DIRECTION - Return every line of the material exactly.

## Begin SUPPLIED MATERIAL

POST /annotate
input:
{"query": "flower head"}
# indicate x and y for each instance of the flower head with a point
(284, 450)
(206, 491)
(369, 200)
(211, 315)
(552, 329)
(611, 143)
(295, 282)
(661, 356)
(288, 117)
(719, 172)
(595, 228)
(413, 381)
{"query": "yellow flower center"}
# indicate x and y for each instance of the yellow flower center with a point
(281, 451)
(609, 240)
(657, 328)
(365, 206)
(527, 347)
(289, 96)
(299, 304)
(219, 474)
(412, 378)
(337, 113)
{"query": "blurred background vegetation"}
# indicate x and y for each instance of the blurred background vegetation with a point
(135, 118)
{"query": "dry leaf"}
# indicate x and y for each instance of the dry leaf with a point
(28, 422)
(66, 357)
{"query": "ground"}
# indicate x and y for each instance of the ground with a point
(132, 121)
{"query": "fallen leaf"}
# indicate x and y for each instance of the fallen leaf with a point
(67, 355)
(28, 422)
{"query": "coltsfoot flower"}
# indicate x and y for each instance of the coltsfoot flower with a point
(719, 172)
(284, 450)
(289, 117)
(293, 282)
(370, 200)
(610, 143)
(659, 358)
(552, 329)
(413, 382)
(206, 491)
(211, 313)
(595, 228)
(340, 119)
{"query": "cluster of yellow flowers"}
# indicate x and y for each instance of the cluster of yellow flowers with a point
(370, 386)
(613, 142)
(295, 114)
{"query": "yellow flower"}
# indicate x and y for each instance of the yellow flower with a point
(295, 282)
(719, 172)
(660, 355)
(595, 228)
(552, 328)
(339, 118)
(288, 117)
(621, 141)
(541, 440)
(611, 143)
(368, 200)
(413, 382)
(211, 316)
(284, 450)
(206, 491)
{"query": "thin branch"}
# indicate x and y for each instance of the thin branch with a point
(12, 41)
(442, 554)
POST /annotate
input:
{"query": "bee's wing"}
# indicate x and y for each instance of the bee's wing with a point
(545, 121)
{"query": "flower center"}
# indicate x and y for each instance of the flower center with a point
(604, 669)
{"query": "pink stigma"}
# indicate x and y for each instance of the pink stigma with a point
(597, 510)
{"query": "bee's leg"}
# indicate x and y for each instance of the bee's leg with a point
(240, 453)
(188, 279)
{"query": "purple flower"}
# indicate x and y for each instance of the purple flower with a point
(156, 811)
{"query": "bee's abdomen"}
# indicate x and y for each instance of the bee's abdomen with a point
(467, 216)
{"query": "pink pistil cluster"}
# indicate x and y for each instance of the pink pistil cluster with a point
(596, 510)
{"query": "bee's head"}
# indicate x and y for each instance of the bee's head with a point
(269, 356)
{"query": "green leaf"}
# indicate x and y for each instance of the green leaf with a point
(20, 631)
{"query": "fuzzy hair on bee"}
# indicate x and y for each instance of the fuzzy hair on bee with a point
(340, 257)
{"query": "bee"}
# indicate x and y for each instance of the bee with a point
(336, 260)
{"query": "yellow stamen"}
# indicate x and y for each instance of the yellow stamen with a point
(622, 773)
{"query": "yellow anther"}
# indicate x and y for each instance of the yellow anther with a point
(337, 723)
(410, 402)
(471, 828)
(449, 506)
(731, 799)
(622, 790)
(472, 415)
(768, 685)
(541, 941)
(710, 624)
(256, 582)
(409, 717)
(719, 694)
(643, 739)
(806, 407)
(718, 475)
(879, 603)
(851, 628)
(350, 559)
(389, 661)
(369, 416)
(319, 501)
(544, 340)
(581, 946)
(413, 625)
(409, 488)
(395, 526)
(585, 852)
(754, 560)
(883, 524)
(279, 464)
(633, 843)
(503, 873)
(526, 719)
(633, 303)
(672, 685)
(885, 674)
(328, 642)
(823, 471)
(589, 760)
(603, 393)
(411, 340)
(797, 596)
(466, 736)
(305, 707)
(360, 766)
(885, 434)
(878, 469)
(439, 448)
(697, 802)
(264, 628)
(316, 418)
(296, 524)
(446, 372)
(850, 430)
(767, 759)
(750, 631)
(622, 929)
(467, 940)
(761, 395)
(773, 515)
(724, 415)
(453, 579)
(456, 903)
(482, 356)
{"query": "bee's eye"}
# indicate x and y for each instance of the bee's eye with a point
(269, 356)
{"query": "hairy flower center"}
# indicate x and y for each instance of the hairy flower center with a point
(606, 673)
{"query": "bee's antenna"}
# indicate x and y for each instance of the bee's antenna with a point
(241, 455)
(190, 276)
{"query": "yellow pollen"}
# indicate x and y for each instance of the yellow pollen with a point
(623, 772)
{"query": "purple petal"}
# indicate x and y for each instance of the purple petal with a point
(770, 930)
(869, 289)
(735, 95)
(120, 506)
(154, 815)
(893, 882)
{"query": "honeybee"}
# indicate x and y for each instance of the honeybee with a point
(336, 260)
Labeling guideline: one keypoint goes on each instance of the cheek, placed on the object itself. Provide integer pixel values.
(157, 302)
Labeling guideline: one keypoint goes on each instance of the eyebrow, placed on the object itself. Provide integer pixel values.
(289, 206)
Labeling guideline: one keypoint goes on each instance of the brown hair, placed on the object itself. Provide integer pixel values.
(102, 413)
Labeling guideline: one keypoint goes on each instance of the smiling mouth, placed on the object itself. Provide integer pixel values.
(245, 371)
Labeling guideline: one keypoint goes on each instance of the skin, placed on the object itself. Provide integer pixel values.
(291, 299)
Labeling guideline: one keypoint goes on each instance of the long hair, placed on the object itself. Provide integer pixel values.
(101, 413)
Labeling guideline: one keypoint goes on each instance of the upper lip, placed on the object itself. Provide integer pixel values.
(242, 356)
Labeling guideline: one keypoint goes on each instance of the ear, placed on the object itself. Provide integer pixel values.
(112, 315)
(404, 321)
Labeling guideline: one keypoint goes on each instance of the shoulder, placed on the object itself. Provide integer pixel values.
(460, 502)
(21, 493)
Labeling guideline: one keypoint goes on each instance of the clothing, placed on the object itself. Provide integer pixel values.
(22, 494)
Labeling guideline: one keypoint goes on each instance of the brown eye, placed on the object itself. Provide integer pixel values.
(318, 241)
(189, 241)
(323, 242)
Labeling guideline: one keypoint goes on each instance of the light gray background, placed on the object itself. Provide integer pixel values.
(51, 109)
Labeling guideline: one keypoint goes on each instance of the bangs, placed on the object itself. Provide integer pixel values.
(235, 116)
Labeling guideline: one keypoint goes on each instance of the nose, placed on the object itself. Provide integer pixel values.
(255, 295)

## End SUPPLIED MATERIAL

SOLUTION BELOW -
POST /annotate
input:
{"query": "flower head"}
# indicate x and y for each instance of the flower head with a point
(284, 450)
(206, 491)
(369, 200)
(211, 315)
(552, 329)
(611, 143)
(295, 282)
(661, 356)
(288, 117)
(719, 172)
(595, 228)
(413, 381)
{"query": "yellow flower center"}
# indicate x and y for each instance of the yellow flower center with a point
(281, 451)
(609, 240)
(657, 328)
(365, 206)
(527, 347)
(289, 96)
(299, 304)
(219, 474)
(412, 378)
(337, 113)
{"query": "blurred background vegetation"}
# indicate x and y for each instance of the blurred background vegetation with a point
(135, 118)
{"query": "dry leaf"}
# indicate x and y for each instance of the dry leaf with a point
(28, 422)
(66, 357)
{"query": "ground"}
# indicate x and y for each instance of the ground with a point
(132, 121)
{"query": "fallen leaf"}
# indicate x and y for each instance of the fallen leaf with a point
(67, 355)
(28, 422)
{"query": "coltsfoot flower"}
# indicate x and y for each instance of the coltsfoot flower with a point
(719, 172)
(284, 450)
(289, 117)
(293, 282)
(370, 200)
(610, 143)
(659, 358)
(552, 329)
(413, 382)
(206, 491)
(211, 313)
(595, 228)
(340, 119)
{"query": "cluster of yellow flowers"}
# indicate x and y for each instance of the cluster of yellow flowers with a point
(370, 386)
(613, 142)
(295, 114)
{"query": "yellow flower"}
# indicate x and y for each instance of the yellow flower with a point
(295, 282)
(719, 172)
(660, 355)
(595, 228)
(552, 328)
(339, 118)
(288, 117)
(621, 141)
(541, 440)
(611, 143)
(368, 200)
(413, 382)
(211, 316)
(284, 450)
(206, 491)
{"query": "thin branch"}
# indicate x and y for each instance of the thin branch with a point
(12, 41)
(442, 554)
POST /annotate
input:
{"query": "bee's wing"}
# indicate x and y for each instance of the bee's wing with a point
(545, 121)
{"query": "flower center"}
# indicate x and y for each instance of the flower center with a point
(604, 669)
{"query": "pink stigma"}
# indicate x and y for each instance of the pink stigma with a point
(597, 510)
{"query": "bee's leg"}
# indicate x and y for each instance of the bee's leg with a point
(240, 453)
(188, 279)
{"query": "purple flower"}
# indicate x and y for each instance of the purple flower with a point
(156, 811)
{"query": "bee's abdomen"}
# indicate x and y for each instance of the bee's abdomen with a point
(467, 216)
{"query": "pink pistil cluster"}
# indicate x and y for each instance of the pink pistil cluster with a point
(596, 510)
{"query": "bee's head"}
# indicate x and y for each instance of the bee's head with a point
(269, 356)
{"query": "green leaf"}
# indicate x and y for each instance of the green leaf with a point
(20, 631)
{"query": "fuzzy hair on bee"}
# indicate x and y for each instance of the fuzzy hair on bee with a point
(340, 257)
{"query": "bee"}
# indicate x and y for each instance of the bee with a point
(336, 260)
{"query": "yellow stamen"}
# indicate x and y for each instance of the yellow stamen with a point
(622, 773)
{"query": "yellow anther"}
# indicate x and y for each instance of the yellow anther with a point
(337, 723)
(410, 402)
(471, 828)
(449, 506)
(731, 799)
(622, 790)
(472, 415)
(768, 685)
(541, 941)
(710, 624)
(256, 582)
(409, 717)
(719, 694)
(643, 739)
(806, 407)
(718, 475)
(879, 603)
(851, 628)
(350, 559)
(389, 661)
(369, 416)
(319, 501)
(544, 340)
(581, 946)
(413, 625)
(409, 488)
(395, 526)
(585, 852)
(754, 560)
(883, 524)
(279, 464)
(633, 843)
(503, 873)
(526, 719)
(633, 303)
(672, 685)
(885, 674)
(328, 642)
(823, 471)
(589, 760)
(603, 393)
(411, 340)
(797, 596)
(466, 736)
(305, 707)
(360, 766)
(885, 434)
(878, 469)
(439, 448)
(697, 802)
(264, 628)
(316, 418)
(296, 524)
(446, 372)
(850, 430)
(767, 759)
(750, 631)
(622, 929)
(467, 940)
(761, 395)
(773, 515)
(724, 415)
(453, 579)
(456, 903)
(482, 356)
{"query": "bee's eye"}
# indicate x and y for each instance of the bee's eye with a point
(269, 356)
{"query": "hairy flower center"}
# indicate x and y for each instance of the hairy flower center with a point
(606, 673)
{"query": "bee's antenna"}
# indicate x and y for each instance of the bee's antenna with a point
(241, 455)
(190, 276)
{"query": "yellow pollen"}
# indicate x and y for each instance of the yellow pollen with a point
(623, 772)
{"query": "purple petal"}
# indicate x and y for each instance of the purple petal with a point
(770, 930)
(869, 289)
(735, 95)
(120, 506)
(154, 815)
(893, 882)
{"query": "honeybee"}
# indicate x and y for each instance of the honeybee with a point
(336, 260)
Labeling guideline: one keypoint goes on each instance of the cheek, placed on the object itself. Provide integer pixel values.
(157, 302)
Labeling guideline: one keypoint goes on each instance of the eyebrow, placed on the object itself. Provide integer pixel values.
(289, 206)
Labeling guideline: one keypoint goes on each instance of the brown hair, placed on the object itself. Provide integer pixel values.
(102, 413)
Labeling guideline: one keypoint goes on each instance of the smiling mouth, placed on the object itself. Provide integer pixel values.
(245, 371)
Labeling guideline: one keypoint goes on each instance of the skin, placed on the object itself. Provide integer pixel values.
(291, 299)
Labeling guideline: one keypoint goes on each instance of the long hair, placed on the object itself. Provide integer pixel values.
(101, 413)
Labeling guideline: one keypoint goes on each instance of the upper lip, placed on the object itself. Provide integer pixel values.
(242, 356)
Labeling guideline: one keypoint goes on each instance of the ear, placed on the object itself. Provide integer pixel values.
(112, 315)
(404, 321)
Labeling guideline: one keypoint goes on each instance of the shoulder, placed on the object itself. Provide integer pixel values.
(460, 502)
(21, 493)
Labeling guideline: one keypoint goes on each instance of the clothing, placed on the object itself. Provide integer pixel values.
(22, 494)
Labeling guideline: one keypoint goes on each instance of the brown eye, placed on the object itself. Provide integer pixel values.
(318, 241)
(189, 241)
(323, 242)
Labeling guideline: one keypoint goes on each instance of the light gray background, placed on the object itself. Provide integer pixel values.
(51, 109)
Labeling guideline: one keypoint goes on each instance of the bangs, placed on the object itself. Provide integer pixel values.
(235, 116)
Labeling guideline: one keypoint goes on each instance of the nose, placed on the object itself. Provide integer pixel values.
(255, 295)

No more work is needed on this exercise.